** Start MATERIAL SHOWN **

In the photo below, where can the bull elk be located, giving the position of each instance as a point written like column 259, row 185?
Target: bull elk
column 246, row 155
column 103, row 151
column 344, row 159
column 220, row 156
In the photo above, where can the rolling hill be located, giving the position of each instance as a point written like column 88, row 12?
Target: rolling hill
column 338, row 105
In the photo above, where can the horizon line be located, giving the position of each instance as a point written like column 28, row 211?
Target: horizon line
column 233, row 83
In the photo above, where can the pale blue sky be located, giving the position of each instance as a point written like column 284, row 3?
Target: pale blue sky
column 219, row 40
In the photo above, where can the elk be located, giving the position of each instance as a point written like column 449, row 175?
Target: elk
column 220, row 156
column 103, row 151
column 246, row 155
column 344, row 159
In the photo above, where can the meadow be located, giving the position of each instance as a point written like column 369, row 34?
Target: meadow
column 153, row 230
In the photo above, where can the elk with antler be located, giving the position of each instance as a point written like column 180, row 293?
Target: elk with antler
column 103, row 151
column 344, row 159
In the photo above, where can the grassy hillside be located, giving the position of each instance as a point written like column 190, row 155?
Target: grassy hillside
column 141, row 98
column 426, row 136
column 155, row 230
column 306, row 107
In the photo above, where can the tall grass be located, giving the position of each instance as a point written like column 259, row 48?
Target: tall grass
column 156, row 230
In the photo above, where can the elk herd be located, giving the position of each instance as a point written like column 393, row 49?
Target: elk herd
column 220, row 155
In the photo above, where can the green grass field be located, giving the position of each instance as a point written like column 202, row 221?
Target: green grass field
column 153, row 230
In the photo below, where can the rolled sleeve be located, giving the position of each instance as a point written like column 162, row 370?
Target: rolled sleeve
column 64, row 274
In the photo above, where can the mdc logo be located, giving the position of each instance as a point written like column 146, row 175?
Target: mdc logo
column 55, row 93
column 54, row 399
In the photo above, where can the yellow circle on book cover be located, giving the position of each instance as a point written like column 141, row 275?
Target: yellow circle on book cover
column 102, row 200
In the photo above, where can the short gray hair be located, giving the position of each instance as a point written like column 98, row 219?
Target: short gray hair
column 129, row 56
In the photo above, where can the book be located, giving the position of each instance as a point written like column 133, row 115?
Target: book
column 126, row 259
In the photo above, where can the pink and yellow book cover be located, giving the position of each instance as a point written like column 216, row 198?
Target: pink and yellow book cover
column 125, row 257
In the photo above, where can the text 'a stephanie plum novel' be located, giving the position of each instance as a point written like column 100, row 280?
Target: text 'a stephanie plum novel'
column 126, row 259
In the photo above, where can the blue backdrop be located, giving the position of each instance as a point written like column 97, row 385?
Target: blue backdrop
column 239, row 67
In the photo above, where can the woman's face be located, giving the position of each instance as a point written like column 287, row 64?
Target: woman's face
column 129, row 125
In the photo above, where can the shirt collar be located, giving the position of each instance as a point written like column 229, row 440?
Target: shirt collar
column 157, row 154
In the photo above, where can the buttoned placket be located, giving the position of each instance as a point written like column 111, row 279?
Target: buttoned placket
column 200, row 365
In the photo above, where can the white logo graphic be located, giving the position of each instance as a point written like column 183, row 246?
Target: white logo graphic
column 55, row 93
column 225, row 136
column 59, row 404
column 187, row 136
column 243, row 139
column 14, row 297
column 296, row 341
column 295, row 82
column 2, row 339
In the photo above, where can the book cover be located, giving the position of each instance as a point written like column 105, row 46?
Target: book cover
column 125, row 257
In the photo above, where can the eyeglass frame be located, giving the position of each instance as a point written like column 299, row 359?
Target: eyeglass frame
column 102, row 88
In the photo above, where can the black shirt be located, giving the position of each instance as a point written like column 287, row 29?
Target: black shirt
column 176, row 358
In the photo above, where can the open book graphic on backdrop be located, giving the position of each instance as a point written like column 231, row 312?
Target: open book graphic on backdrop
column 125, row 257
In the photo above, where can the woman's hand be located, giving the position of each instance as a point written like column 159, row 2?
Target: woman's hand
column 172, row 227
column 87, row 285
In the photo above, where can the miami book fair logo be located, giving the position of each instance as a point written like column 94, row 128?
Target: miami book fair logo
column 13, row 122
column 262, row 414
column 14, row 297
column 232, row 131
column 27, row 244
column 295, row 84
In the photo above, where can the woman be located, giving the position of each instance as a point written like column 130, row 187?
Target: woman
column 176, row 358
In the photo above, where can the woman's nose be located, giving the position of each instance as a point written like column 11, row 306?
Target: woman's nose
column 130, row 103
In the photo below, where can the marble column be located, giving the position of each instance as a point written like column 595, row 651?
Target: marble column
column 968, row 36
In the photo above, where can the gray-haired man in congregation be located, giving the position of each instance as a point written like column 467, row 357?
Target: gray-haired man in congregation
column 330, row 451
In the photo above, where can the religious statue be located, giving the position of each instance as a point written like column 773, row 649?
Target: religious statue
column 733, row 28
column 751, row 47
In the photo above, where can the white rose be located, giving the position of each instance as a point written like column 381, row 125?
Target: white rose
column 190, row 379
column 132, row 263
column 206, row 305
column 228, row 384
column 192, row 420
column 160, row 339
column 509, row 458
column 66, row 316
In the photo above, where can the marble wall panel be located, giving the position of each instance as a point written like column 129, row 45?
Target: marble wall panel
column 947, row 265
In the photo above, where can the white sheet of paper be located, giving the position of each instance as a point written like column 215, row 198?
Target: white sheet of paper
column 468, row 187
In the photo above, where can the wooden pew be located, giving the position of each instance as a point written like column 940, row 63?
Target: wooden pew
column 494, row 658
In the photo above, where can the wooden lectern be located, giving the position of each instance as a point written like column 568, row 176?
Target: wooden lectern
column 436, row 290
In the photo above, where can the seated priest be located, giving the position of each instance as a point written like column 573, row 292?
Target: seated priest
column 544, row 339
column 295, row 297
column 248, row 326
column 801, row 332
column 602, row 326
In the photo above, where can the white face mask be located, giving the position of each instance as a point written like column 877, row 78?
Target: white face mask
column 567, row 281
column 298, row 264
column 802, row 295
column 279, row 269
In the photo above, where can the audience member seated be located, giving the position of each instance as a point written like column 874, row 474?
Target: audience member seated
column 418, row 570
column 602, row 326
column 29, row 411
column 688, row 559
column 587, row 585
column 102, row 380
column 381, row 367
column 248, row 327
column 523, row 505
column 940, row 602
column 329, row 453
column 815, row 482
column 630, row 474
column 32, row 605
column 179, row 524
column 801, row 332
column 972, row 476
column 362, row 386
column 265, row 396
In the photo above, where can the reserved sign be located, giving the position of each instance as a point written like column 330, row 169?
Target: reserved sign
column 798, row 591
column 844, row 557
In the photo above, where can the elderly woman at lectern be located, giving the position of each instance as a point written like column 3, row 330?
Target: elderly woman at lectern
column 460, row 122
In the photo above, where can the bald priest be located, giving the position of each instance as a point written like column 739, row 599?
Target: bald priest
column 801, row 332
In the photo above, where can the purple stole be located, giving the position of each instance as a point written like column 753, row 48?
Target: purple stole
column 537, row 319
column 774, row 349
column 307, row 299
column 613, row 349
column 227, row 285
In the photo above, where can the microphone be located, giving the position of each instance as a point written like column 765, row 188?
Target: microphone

** End MATERIAL SHOWN **

Would you retype the part of the entries that opens with the line containing "In the photo above, where can the buttoned" and closes with the line containing "column 200, row 365", including both of those lines?

### SOLUTION TO THIS TASK
In the photo above, where can the buttoned placket be located, giving the position of each instance as a point written like column 111, row 279?
Target: buttoned placket
column 200, row 365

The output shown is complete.